_PASSAGE TO READ_:
○ ○ ○ ○ ○ ○ ○
PUT HUMPTY DUMPTY BACK TOGETHER OR MAKE AN OMLETTE?







" The despair and pain that follow a child’s death is thought by many to exceed all other experiences. "

This is a quote found repeatedly in articles pertaining to how to deal with the loss of a child.  I've searched and searched for some hope that this will get easier and the only hope I've found is that there are others who are surviving it.  Not exactly the encouragement I'd hoped for.  I've only just begun to learn to deal with PSTD from emotional and physical traama in my past as it was.  And people try to tell me that God won't give me more than I can handle?  Everything I know, every ounce of my being is in question at this point in my life,  serving only to make me feel all the more guilty.  Guilty because I felt that I already had so little to give, now..now what do I have?  If I wasn't already needy enough..
○ ○ ○ ○ ○ ○ ○
_STUDY MATERIAL_:
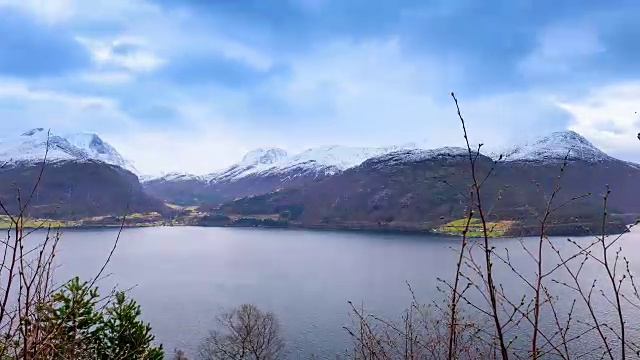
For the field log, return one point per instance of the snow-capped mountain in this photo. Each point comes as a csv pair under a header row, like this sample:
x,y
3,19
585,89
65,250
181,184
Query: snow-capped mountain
x,y
320,161
416,155
255,161
555,147
31,147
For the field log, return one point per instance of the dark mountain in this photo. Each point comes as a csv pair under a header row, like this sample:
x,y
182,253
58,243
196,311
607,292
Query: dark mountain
x,y
418,189
83,177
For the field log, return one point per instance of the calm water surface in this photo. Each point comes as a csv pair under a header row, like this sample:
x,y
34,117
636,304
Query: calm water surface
x,y
183,276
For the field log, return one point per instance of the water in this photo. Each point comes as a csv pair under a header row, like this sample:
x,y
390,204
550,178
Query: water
x,y
183,276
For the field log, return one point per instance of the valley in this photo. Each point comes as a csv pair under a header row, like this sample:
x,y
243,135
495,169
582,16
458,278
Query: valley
x,y
85,182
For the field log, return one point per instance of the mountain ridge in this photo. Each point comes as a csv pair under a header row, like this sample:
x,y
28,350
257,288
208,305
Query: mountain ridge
x,y
32,146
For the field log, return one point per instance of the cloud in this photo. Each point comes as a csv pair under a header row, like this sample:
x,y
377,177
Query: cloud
x,y
219,78
29,49
608,116
24,107
123,53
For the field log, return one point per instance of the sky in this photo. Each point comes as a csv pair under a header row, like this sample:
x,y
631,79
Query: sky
x,y
192,85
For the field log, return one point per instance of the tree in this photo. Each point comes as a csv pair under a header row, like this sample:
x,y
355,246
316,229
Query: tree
x,y
124,335
72,321
243,333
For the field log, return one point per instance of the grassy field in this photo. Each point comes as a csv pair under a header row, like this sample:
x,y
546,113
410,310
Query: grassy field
x,y
494,229
32,223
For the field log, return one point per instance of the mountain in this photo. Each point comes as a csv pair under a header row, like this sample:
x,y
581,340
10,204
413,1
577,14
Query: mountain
x,y
422,189
556,147
81,176
262,171
31,147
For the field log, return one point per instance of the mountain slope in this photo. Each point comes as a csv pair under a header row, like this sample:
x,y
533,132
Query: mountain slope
x,y
262,171
422,189
556,147
82,176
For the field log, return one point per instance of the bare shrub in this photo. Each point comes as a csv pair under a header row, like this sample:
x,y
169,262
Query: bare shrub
x,y
42,320
481,318
245,332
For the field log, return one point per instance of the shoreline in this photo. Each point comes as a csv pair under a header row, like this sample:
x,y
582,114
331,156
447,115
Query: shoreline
x,y
361,229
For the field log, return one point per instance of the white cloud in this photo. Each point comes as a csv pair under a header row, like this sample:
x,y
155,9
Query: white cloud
x,y
608,116
49,11
561,48
136,59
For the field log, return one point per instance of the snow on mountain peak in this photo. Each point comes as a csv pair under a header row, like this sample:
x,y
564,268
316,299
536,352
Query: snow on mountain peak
x,y
264,156
32,145
555,147
33,132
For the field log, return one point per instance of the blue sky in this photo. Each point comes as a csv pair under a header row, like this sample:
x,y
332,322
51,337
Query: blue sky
x,y
192,85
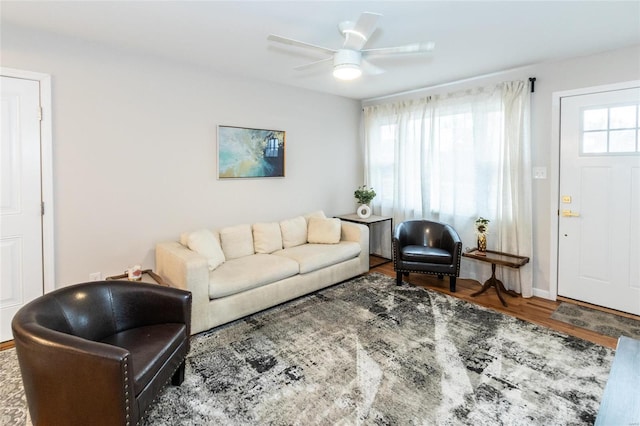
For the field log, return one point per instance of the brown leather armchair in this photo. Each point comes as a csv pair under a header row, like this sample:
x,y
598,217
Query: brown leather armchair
x,y
98,353
426,247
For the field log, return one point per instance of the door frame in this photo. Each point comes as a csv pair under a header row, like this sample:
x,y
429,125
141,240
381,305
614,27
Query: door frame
x,y
554,175
46,170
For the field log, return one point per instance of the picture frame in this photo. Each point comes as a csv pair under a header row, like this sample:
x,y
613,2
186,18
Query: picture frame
x,y
245,152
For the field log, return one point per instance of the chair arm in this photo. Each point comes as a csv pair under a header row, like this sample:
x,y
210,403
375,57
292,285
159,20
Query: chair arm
x,y
453,244
140,304
97,374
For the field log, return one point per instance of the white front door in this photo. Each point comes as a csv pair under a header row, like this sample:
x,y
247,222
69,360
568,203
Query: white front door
x,y
599,206
21,273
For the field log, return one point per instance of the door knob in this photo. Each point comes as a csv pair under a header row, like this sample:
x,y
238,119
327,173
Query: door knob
x,y
569,213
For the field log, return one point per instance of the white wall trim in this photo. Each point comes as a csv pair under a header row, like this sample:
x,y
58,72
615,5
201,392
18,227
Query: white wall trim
x,y
46,141
554,174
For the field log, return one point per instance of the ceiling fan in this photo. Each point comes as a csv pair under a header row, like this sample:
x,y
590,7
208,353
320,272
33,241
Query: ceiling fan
x,y
350,60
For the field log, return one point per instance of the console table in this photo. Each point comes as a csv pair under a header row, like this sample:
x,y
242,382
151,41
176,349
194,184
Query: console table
x,y
152,275
370,222
497,258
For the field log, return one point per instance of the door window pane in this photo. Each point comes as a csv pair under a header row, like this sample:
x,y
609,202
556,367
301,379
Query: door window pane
x,y
611,130
594,143
595,119
623,117
622,141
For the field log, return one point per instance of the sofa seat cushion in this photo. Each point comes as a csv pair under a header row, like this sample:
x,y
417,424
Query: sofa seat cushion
x,y
150,348
312,257
249,272
426,255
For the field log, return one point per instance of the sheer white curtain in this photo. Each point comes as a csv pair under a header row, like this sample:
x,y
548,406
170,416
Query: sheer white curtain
x,y
455,157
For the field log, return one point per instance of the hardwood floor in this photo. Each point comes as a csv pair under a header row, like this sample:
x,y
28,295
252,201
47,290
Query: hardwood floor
x,y
535,309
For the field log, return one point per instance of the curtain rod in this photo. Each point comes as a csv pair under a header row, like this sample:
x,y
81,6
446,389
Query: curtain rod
x,y
451,83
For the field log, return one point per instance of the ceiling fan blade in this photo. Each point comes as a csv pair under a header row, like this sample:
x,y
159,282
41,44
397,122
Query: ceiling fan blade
x,y
357,36
311,64
370,69
401,50
292,42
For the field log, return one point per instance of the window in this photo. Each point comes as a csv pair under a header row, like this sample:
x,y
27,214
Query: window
x,y
610,130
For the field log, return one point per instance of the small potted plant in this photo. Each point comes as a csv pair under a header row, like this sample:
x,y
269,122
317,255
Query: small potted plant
x,y
364,196
482,229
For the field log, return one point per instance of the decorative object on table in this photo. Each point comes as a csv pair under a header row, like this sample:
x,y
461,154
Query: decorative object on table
x,y
482,229
250,153
364,196
482,367
134,273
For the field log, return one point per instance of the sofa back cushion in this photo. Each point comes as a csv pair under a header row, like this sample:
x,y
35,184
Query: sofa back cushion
x,y
267,237
205,243
324,230
294,232
236,241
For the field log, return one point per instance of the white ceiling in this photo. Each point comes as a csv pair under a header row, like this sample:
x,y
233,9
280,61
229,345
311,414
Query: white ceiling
x,y
472,37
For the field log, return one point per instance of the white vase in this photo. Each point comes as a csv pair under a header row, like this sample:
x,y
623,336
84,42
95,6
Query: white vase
x,y
364,211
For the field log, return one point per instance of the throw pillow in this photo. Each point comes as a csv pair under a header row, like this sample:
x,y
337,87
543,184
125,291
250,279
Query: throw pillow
x,y
205,243
317,213
267,237
324,231
236,241
294,232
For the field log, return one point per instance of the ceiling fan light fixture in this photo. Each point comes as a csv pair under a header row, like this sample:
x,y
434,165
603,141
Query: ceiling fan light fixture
x,y
346,64
347,71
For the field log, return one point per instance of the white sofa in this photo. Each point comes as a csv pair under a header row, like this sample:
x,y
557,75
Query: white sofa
x,y
239,270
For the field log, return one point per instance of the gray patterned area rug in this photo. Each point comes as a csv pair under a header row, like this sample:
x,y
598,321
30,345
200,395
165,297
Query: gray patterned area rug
x,y
368,352
601,322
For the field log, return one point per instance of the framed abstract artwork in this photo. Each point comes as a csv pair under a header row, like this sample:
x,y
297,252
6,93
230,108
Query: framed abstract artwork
x,y
250,153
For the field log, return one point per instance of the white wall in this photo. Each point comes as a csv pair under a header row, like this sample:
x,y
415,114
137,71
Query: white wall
x,y
134,142
604,68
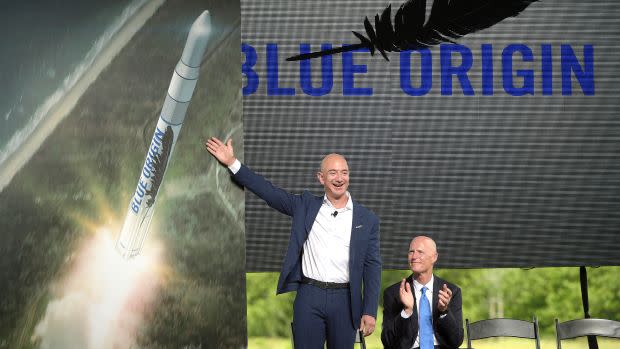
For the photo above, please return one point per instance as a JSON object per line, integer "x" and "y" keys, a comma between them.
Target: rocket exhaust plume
{"x": 140, "y": 211}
○ ○ ○ ○ ○ ○ ○
_AIM OF THE EXERCISE_:
Decide whether each statement agrees with the passage about the loss of a child: (a) the quoted line turns up only once in the articles the writer read; (b) the only hope the writer has found is that others are surviving it; (c) the writer calls that hope the encouragement they wanted. For each, answer yes or no and quote the words from the passage that decide it.

_RESULT OF THIS TASK_:
(a) No: "a quote found repeatedly in articles pertaining to how to deal with the loss of a child"
(b) Yes: "the only hope I've found is that there are others who are surviving it"
(c) No: "Not exactly the encouragement I'd hoped for."